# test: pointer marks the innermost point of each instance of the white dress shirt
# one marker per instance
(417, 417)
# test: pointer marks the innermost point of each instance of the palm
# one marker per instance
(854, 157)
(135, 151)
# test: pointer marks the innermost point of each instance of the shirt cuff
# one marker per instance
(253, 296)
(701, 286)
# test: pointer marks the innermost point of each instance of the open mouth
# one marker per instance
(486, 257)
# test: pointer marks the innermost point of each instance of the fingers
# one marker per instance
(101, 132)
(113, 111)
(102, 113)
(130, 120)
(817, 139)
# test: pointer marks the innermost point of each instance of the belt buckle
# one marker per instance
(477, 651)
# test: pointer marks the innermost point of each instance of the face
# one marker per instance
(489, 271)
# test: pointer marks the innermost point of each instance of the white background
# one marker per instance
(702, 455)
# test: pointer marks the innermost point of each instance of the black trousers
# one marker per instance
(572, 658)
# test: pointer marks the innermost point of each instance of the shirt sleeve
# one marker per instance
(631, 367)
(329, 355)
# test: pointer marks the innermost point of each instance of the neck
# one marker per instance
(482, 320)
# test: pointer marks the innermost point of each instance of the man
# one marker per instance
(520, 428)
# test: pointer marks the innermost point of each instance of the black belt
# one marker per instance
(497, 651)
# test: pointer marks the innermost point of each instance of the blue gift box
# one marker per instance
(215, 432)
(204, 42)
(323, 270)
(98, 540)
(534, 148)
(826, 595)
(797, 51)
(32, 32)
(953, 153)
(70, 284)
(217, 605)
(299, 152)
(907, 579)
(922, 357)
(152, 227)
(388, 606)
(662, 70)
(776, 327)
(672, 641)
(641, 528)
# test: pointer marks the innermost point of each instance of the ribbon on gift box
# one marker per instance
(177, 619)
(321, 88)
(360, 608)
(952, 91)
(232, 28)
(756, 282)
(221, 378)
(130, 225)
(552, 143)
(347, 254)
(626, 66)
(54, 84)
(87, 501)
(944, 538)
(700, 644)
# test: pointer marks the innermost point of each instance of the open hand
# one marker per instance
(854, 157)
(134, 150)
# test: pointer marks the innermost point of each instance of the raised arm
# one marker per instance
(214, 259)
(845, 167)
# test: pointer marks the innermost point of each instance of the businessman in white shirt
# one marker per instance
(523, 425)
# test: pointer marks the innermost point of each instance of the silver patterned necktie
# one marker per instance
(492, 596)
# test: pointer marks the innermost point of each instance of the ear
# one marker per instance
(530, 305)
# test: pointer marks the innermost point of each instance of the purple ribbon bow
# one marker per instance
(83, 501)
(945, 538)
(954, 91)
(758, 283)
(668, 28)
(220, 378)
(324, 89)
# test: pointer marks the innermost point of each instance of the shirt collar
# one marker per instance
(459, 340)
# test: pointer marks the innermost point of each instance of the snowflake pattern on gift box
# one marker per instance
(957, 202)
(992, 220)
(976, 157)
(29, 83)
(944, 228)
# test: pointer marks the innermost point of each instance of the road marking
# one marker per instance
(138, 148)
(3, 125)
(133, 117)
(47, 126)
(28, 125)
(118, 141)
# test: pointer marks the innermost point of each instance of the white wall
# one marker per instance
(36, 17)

What you should do » Copy out every line of the data above word for word, with nothing added or changed.

Result below »
# test: pointer marks the innermost point of each instance of the white dress shirt
# one marker per instance
(417, 417)
# test: pointer marks the innermost point of each instance of the palm
# one marker per instance
(854, 157)
(135, 151)
# test: pointer marks the innermost point of each instance of the shirt cuff
# one marker per instance
(253, 296)
(701, 286)
# test: pointer marks the innermost point of each instance of the open mouth
# one marker per instance
(486, 257)
# test: pointer marks the innermost point of each instance of the fingers
# one marker per instance
(101, 132)
(113, 111)
(102, 113)
(130, 120)
(817, 139)
# test: pointer marks the innermost point of each instance of the belt buckle
# one marker per instance
(477, 651)
# test: pointer marks the innermost point of each instance of the face
# one marker per instance
(489, 271)
# test: pointer marks the innermost point of each instance of the white background
# one marker per instance
(702, 455)
# test: pointer marks the innermost point of each instance of the black trousers
# one marker per instance
(572, 658)
# test: pointer marks the innermost point of each instance of the shirt sleeve
# one marker per instance
(631, 367)
(329, 355)
# test: pointer marks the innermost point of each instance of the neck
# one marker per instance
(482, 320)
# test: pointer marks the innermost point of each instance of the man
# one marker per instance
(520, 428)
# test: pointer marks the innermost point of each instance of the black belt
# one marker per instance
(497, 651)
# test: pointer marks the innermost point of each instance of the blue gift box
# one marker per instance
(215, 432)
(204, 42)
(323, 270)
(98, 540)
(534, 148)
(826, 595)
(797, 51)
(32, 32)
(953, 153)
(70, 284)
(217, 605)
(299, 152)
(907, 579)
(922, 357)
(152, 227)
(388, 606)
(662, 70)
(776, 327)
(672, 641)
(641, 528)
# test: pointer marks the innermost point of each instance of the ribbon on gift box
# one marker per instance
(177, 619)
(321, 88)
(360, 608)
(952, 91)
(232, 28)
(756, 282)
(221, 378)
(130, 225)
(552, 143)
(347, 254)
(626, 66)
(54, 84)
(87, 501)
(944, 538)
(700, 644)
# test: pointer marks the innermost point of each instance of the open hand
# one marker per instance
(854, 157)
(134, 150)
# test: pointer marks the innermost point of each instance of the raised arm
# one marker per instance
(214, 259)
(845, 167)
# test: pointer marks the innermost point of each instance of the businessman in white shirt
# one marker per instance
(523, 425)
# test: pointer marks the innermost point of each instance of the silver patterned necktie
# one marker per instance
(492, 596)
# test: pointer marks the innermost point of each instance of the ear
# one marker per instance
(530, 305)
# test: pointer marks the innermost point of each instance of the purple ribbon bow
# one marker per instance
(83, 501)
(945, 538)
(954, 91)
(758, 283)
(668, 28)
(220, 378)
(324, 89)
# test: pointer marks the innermost point of each instance of the shirt collar
# one marker per instance
(459, 340)
# test: pointer marks the innermost point of each instance of the snowflake pattern on gift box
# one marker per instance
(957, 202)
(992, 220)
(976, 157)
(29, 83)
(944, 228)
# test: pointer marks the innermost point of each instance of the road marking
# one marker per instance
(138, 148)
(3, 125)
(133, 117)
(47, 126)
(28, 125)
(118, 141)
# test: pointer marks the innermost point of each instance of the white wall
# one marker per instance
(36, 17)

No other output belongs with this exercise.